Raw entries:
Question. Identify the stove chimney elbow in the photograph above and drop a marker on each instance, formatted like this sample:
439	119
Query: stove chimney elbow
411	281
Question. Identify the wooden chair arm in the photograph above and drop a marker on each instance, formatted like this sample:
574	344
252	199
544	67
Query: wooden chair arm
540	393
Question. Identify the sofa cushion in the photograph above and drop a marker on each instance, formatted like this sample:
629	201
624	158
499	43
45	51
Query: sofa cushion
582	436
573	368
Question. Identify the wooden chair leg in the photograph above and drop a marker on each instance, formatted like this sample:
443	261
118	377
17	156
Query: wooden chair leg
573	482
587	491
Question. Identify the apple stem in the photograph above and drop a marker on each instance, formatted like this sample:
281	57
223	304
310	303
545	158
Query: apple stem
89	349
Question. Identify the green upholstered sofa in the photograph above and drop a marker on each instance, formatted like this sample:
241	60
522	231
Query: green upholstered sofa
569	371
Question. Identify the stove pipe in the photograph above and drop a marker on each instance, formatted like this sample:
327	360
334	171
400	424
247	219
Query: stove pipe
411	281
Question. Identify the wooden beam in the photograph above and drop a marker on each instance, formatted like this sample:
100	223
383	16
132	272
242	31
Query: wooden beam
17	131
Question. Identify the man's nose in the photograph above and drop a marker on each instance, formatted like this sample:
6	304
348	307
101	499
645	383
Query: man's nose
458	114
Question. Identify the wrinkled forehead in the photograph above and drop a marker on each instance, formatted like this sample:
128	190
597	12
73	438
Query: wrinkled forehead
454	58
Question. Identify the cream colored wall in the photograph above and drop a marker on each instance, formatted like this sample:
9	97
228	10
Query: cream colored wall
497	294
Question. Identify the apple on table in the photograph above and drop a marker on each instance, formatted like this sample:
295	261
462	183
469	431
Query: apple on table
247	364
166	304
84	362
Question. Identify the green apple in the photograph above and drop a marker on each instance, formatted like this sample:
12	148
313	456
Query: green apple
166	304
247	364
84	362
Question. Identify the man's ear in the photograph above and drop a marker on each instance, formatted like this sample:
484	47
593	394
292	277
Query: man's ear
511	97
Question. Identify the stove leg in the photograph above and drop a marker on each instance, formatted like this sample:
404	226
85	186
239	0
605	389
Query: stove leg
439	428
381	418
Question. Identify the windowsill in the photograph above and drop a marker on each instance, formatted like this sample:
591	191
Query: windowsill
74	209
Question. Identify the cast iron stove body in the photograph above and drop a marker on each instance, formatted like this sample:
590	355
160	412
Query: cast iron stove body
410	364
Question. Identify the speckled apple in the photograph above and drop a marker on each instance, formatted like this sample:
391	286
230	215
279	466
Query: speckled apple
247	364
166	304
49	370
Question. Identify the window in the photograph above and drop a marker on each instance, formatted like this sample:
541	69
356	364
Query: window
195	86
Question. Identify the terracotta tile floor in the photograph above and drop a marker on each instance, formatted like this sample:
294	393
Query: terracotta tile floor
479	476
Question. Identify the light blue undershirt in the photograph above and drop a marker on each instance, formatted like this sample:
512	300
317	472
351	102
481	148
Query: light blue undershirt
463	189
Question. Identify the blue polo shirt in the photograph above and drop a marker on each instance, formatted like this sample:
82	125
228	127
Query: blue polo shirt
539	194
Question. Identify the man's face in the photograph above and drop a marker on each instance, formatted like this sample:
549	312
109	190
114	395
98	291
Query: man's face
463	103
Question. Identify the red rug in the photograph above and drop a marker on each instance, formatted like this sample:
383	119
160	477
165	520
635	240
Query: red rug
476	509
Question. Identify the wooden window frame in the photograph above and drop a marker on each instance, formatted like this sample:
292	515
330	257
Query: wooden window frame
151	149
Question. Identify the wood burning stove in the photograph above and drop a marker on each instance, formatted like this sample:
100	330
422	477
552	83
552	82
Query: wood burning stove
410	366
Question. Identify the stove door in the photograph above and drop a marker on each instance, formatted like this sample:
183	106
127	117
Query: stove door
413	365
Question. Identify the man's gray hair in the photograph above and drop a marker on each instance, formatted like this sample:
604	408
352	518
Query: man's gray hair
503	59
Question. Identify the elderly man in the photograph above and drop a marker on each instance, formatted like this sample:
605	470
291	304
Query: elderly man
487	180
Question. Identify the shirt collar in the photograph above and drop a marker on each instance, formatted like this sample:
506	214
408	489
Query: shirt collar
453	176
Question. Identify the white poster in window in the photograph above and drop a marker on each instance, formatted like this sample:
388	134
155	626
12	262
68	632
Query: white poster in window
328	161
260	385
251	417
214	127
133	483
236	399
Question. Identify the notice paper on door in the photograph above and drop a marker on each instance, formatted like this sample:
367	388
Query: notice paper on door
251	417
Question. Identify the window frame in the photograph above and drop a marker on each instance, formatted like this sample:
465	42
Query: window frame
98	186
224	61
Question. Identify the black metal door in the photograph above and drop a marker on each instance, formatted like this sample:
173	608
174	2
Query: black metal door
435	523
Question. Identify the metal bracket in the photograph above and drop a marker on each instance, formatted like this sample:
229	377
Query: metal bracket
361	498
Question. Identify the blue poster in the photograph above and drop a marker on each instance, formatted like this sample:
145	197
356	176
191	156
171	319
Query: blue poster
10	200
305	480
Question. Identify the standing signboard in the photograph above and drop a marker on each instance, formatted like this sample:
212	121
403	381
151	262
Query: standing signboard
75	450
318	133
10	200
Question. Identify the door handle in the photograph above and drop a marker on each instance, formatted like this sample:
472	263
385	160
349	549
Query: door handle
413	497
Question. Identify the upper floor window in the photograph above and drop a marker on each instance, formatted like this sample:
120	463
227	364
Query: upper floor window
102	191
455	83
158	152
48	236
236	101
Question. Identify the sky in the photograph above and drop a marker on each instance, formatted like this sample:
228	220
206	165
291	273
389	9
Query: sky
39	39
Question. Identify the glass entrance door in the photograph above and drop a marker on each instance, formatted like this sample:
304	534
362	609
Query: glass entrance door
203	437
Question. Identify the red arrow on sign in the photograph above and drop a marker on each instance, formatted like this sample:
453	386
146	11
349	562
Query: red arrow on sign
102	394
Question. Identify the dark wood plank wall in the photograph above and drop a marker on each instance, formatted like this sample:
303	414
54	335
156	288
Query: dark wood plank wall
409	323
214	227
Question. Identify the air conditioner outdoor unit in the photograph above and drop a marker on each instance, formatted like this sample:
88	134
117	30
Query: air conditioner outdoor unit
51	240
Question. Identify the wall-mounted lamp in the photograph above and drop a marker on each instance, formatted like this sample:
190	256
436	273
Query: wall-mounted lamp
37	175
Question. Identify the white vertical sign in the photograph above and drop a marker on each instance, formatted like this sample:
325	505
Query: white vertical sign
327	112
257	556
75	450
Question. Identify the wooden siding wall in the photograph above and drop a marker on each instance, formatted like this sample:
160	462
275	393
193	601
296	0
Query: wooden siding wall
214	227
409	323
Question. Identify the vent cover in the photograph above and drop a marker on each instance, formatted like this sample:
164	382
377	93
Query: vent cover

* **WHAT TO DO**: Reproduce every one of the entries above, line for line and without any changes.

* **FULL OUTPUT**:
Question. Identify the stove chimney elbow in the photograph above and drop a marker on each instance, formatted like this sample:
439	119
Query: stove chimney elbow
411	281
Question. Identify the wooden chair arm in the photograph above and drop a marker on each instance, formatted like this sample:
574	344
252	199
544	67
Query: wooden chair arm
540	393
Question. Identify the sofa cushion in the photograph above and drop a marker on each instance, formatted like this sample:
629	201
624	158
499	43
45	51
Query: sofa cushion
582	436
573	368
Question. Identify the wooden chair leg in the photograph above and drop a marker on each instance, formatted like this sample:
443	261
118	377
17	156
Query: wooden chair leg
573	482
587	491
Question. Identify the apple stem in the photograph above and drop a marker on each instance, formatted like this sample:
281	57
223	304
310	303
545	158
Query: apple stem
89	349
Question. Identify the green upholstered sofa in the photograph above and drop a marker on each instance, formatted like this sample:
241	60
522	231
Query: green upholstered sofa
569	371
Question. Identify the stove pipe in the photograph above and drop a marker on each instance, formatted like this sample:
327	360
334	171
400	424
247	219
Query: stove pipe
411	281
Question. Identify the wooden beam in the photograph above and drop a marker on each instance, formatted like this sample:
100	223
383	16
132	272
242	31
Query: wooden beam
17	131
Question. Identify the man's nose in the photograph above and drop a marker on each instance, formatted like this sample:
6	304
348	307
101	499
645	383
Query: man's nose
458	114
Question. Identify the wrinkled forehead in the photograph above and drop a marker on each instance, formatted like this sample:
128	190
597	12
73	438
Query: wrinkled forehead
454	58
Question. Identify the cream colored wall in the photograph above and drop a marker on each instance, formatted like this sample:
9	97
228	10
Query: cream colored wall
497	294
Question. Identify the apple on table in the photograph above and drop a marker on each instance, formatted like this sample:
295	261
462	183
469	431
Query: apple on table
247	364
166	304
84	362
Question. Identify the green apple in the photograph above and drop a marker on each instance, formatted like this sample:
12	148
313	456
Query: green apple
166	304
247	364
84	362
Question. Identify the man's ear in the photograph above and drop a marker on each instance, formatted like this sample:
484	47
593	394
292	277
Query: man's ear
511	97
Question. Identify the stove leg in the photograph above and drop a marker on each instance, formatted like this sample:
404	226
85	186
239	0
605	389
Query: stove leg
439	428
381	418
Question. Identify the windowsill in the photograph above and drop a marker on each instance, formatted like this sample:
591	191
Query: windowsill
74	209
Question. Identify the cast iron stove body in the photograph above and drop a marker on each instance, formatted like this sample:
590	355
160	412
Query: cast iron stove body
410	364
Question. Identify the speckled apple in the photograph above and drop a marker on each instance, formatted like this sample:
391	286
230	215
279	466
Query: speckled apple
247	364
166	304
49	370
Question. Identify the window in the photograph above and drop a marker on each instance, formatted like this sample:
541	69
356	364
Query: window
195	86
Question. Identify the terracotta tile floor in the photograph above and drop a marker on each instance, formatted like this sample:
294	393
Query: terracotta tile floor
479	476
Question. Identify the light blue undershirt in the photograph above and drop a marker on each instance, formatted like this sample:
512	300
317	472
351	102
481	148
Query: light blue undershirt
463	189
Question. Identify the blue polo shirt in the photograph above and drop a marker on each instance, formatted like this sample:
82	125
228	127
Query: blue polo shirt
539	194
Question. Identify the man's face in the photograph above and drop a marker on each instance, formatted like this sample:
549	312
109	190
114	395
98	291
Query: man's face
463	103
Question. Identify the red rug in the photograph above and drop a marker on each instance, formatted like this sample:
383	119
160	477
165	520
635	240
Query: red rug
476	509
Question. Identify the wooden window frame in the photograph above and drop a marker on each instance, formatted like this sample:
292	515
330	257
Query: wooden window frame
151	149
Question. Identify the wood burning stove in the photograph above and drop a marker on each instance, formatted like this sample:
100	330
422	477
552	83
552	82
Query: wood burning stove
410	366
Question. Identify the stove door in the photograph above and drop a marker on each instance, formatted like this sample:
183	106
127	117
Query: stove door
413	365
Question. Identify the man's gray hair in the photograph above and drop a marker on each instance, formatted like this sample:
604	408
352	518
Query: man's gray hair
503	59
Question. Identify the elderly man in the photograph above and drop a marker on each instance, formatted like this sample:
605	470
291	304
Query: elderly man
487	180
Question. Identify the shirt collar in the photograph above and drop a marker on each instance, formatted like this sample:
506	214
408	489
Query: shirt collar
453	176
Question. Identify the white poster in window in the photograph above and drop a marker on each instance, formatted like this sample:
388	134
155	626
12	262
68	632
Query: white poster in window
328	161
260	385
251	417
214	127
133	483
236	399
Question. Identify the notice paper on door in the photograph above and drop a marker on each instance, formatted like this sample:
367	388
Query: notice paper on door
251	417
Question. Identify the window frame in the photograph above and drop a marker on each instance, formatted like this sample:
465	42
Query: window frame
98	186
224	61
Question. Identify the black metal door in the photograph above and drop a marker on each instance, formatted like this sample:
173	608
174	2
Query: black metal door
435	523
Question. Identify the metal bracket in the photograph above and drop a marker on each instance, formatted like this sample:
229	377
Query: metal bracket
361	498
Question. Identify the blue poster in the photograph above and drop a marker on each instance, formatted like this sample:
145	197
356	176
191	156
171	319
Query: blue poster
10	200
305	480
Question. Identify the standing signboard in the photograph above and drop a marker on each instance, formatted like this sample:
212	121
403	381
151	262
Query: standing signboard
75	450
318	133
10	200
Question. Identify the door handle in the photograph above and drop a marker on each instance, formatted like this sample:
472	263
385	160
349	549
Query: door handle
413	497
Question. Identify the upper floor window in the photograph above and drop a marker on each instance, formatted like this sample:
120	463
227	364
Query: upper floor window
102	191
455	83
158	152
48	236
236	101
Question. Identify the sky in the photograph above and drop a marker on each instance, formatted like this sample:
228	220
206	165
291	273
389	9
Query: sky
39	39
Question. Identify the glass entrance door in the photograph above and drop a marker on each instance, formatted like this sample:
304	534
362	609
Query: glass entrance door
203	437
Question. Identify the red arrow on sign in the photograph above and drop a marker on each instance, formatted like this sample:
453	386
146	11
349	562
Query: red arrow on sign
102	394
Question. Identify the dark wood plank wall in the photograph above and drop a marker on each instance, formatted like this sample:
303	414
54	335
156	288
Query: dark wood plank wall
409	323
214	227
Question. Identify the air conditioner outdoor unit in the photograph above and drop a marker on each instance, formatted like this sample:
88	134
117	30
Query: air conditioner outdoor unit
51	240
Question. Identify the wall-mounted lamp in the photograph above and drop a marker on each instance, formatted like this sample:
190	256
436	273
Query: wall-mounted lamp
37	175
Question. Identify the white vertical sign in the photograph above and drop a marker on each instance, formatted like this sample:
325	505
Query: white vertical sign
327	112
257	556
75	450
Question. Identify the wooden siding wall in the photograph above and drop a marker on each instance, formatted like this sample:
160	462
275	393
193	601
296	0
Query: wooden siding wall
214	227
409	323
Question. Identify the vent cover in the photograph above and drop a marker on each instance, formatted like this sample:
164	382
377	93
Query: vent cover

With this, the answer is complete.